(begin)
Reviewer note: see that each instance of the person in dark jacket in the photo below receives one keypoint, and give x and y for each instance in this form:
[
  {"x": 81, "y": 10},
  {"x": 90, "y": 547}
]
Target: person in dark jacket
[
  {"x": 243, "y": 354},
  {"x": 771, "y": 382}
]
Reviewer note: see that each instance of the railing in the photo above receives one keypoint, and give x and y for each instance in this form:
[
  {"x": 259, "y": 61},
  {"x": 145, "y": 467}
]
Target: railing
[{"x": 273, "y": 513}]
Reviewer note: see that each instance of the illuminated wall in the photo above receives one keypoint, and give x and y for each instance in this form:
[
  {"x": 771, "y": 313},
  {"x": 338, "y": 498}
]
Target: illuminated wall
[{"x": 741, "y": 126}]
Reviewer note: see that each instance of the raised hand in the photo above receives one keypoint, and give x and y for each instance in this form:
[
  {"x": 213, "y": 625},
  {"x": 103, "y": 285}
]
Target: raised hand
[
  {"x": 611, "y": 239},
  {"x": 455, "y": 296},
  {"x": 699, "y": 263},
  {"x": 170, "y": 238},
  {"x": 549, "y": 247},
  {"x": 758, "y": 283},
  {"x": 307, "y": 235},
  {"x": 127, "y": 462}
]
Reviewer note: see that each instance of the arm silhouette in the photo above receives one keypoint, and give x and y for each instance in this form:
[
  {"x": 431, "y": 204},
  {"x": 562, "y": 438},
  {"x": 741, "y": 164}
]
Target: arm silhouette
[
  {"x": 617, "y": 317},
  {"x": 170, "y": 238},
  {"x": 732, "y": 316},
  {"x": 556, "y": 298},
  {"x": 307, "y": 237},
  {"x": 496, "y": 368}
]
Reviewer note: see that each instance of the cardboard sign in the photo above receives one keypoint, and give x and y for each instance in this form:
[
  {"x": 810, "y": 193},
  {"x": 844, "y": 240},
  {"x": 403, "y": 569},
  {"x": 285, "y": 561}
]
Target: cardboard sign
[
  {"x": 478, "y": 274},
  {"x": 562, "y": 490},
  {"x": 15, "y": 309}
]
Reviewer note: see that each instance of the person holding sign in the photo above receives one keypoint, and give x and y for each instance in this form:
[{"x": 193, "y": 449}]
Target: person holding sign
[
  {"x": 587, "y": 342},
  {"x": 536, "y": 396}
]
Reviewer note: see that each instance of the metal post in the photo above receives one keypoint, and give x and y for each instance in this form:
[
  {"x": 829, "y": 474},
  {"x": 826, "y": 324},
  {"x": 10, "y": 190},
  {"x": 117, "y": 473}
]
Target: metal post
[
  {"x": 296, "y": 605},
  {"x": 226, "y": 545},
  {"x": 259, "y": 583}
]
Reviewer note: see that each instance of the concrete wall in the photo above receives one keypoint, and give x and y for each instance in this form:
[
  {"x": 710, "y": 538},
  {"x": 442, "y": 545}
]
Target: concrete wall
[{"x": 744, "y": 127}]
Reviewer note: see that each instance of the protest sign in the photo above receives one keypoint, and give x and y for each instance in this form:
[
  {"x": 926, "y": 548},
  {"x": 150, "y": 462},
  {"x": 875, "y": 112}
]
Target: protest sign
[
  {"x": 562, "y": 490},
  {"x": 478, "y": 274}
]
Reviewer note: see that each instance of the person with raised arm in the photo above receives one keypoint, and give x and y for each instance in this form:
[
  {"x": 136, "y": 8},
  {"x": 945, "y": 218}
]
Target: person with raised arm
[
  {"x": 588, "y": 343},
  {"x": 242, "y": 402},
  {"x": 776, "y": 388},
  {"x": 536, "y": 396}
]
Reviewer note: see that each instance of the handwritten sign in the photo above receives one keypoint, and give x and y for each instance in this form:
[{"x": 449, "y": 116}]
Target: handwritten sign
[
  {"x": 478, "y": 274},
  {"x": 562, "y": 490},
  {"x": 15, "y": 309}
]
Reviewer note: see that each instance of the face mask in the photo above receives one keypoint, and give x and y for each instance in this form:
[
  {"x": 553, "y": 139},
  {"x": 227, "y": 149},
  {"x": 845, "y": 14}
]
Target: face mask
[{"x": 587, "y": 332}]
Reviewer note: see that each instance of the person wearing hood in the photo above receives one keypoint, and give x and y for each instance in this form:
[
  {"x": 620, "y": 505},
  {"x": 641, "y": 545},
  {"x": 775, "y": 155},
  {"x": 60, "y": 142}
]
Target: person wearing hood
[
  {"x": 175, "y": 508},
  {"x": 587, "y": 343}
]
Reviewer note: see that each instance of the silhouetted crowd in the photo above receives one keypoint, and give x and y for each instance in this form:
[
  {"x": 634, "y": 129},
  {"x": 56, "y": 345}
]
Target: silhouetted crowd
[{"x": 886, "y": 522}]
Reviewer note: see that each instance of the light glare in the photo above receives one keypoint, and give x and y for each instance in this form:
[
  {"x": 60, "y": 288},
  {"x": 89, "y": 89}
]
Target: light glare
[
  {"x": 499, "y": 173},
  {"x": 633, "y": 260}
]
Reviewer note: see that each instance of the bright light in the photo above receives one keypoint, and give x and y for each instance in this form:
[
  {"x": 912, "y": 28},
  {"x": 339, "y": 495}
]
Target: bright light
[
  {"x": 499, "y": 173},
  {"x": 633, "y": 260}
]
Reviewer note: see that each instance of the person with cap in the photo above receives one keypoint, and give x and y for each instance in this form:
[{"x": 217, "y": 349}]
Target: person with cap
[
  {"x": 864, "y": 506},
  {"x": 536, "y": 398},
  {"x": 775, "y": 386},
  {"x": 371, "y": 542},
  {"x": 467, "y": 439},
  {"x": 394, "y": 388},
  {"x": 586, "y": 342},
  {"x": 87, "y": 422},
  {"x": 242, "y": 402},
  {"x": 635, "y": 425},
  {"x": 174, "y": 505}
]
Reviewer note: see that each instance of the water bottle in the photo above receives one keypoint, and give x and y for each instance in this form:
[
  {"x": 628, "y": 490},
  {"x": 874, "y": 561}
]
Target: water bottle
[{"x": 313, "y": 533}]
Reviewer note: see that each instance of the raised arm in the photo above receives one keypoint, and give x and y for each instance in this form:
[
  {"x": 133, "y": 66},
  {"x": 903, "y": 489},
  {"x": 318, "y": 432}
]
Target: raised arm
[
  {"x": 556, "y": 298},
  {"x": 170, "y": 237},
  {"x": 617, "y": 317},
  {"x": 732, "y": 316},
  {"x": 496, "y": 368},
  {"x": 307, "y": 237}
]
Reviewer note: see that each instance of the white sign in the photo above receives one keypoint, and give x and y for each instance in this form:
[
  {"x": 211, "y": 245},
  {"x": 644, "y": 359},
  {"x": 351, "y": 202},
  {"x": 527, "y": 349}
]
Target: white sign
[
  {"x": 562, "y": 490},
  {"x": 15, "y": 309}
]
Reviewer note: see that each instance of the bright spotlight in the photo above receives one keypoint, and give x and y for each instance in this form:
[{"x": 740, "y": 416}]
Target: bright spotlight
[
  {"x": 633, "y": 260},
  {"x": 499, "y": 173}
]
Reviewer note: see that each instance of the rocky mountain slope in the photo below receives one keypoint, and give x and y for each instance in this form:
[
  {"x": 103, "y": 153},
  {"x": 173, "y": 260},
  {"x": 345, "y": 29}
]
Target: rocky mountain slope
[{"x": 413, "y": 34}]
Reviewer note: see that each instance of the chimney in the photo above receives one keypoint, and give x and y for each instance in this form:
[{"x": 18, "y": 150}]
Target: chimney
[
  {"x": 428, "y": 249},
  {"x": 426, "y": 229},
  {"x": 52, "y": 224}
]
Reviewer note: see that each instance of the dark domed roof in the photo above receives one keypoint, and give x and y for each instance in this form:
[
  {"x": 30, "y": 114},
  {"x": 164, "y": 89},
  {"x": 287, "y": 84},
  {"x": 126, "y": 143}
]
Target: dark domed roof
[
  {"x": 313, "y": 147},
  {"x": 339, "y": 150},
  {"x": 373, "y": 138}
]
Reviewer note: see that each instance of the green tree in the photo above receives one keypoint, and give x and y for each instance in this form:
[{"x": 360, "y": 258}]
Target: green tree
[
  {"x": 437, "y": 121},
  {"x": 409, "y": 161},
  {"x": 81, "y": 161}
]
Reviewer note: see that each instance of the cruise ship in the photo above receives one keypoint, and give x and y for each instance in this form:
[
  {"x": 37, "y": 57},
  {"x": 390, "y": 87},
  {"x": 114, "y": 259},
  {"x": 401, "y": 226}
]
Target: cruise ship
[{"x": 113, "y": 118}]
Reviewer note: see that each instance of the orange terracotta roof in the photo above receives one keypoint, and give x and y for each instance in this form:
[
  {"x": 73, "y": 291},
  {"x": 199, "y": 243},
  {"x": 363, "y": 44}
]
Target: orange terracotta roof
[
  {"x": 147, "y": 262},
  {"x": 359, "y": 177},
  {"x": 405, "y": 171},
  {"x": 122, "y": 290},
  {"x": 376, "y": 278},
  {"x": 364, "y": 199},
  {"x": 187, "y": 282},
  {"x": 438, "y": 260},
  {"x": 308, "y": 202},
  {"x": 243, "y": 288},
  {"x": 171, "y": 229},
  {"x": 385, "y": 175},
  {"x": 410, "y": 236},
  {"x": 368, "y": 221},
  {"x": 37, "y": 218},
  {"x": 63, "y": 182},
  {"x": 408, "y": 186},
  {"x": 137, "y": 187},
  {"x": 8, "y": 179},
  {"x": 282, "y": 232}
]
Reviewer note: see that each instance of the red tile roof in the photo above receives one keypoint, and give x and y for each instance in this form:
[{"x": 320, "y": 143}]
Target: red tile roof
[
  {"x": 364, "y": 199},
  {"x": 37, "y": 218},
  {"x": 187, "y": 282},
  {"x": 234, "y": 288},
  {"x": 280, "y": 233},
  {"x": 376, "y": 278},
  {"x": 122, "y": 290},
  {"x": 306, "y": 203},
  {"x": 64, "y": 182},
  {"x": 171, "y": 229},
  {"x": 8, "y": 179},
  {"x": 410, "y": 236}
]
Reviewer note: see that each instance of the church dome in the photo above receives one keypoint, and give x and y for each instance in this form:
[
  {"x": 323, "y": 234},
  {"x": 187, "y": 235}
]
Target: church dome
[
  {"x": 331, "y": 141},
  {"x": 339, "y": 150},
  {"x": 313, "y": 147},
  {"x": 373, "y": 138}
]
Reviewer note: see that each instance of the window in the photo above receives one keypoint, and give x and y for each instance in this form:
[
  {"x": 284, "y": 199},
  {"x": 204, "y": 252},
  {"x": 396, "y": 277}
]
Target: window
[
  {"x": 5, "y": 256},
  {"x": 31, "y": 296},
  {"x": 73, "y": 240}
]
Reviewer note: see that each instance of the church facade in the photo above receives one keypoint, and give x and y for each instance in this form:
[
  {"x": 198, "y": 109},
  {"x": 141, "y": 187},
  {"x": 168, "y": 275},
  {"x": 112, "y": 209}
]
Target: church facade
(end)
SET TASK: Copy the entries from the line with "Reviewer note: see that each instance of the window" through the end of the entries, substituting "Object" for every "Target" and changing nothing else.

EXPECTED OUTPUT:
Reviewer note: see that each instance of the window in the photo above receives one keypoint, and give x and y for each instance in this form:
[
  {"x": 284, "y": 199},
  {"x": 204, "y": 252},
  {"x": 396, "y": 277}
]
Object: window
[
  {"x": 5, "y": 256},
  {"x": 31, "y": 296},
  {"x": 73, "y": 240}
]
Reviewer note: see that each instance of the church facade in the photo above receives one keypoint, and give x and y for each instance in this form:
[
  {"x": 198, "y": 109},
  {"x": 141, "y": 187},
  {"x": 168, "y": 275},
  {"x": 112, "y": 209}
]
Object: church facade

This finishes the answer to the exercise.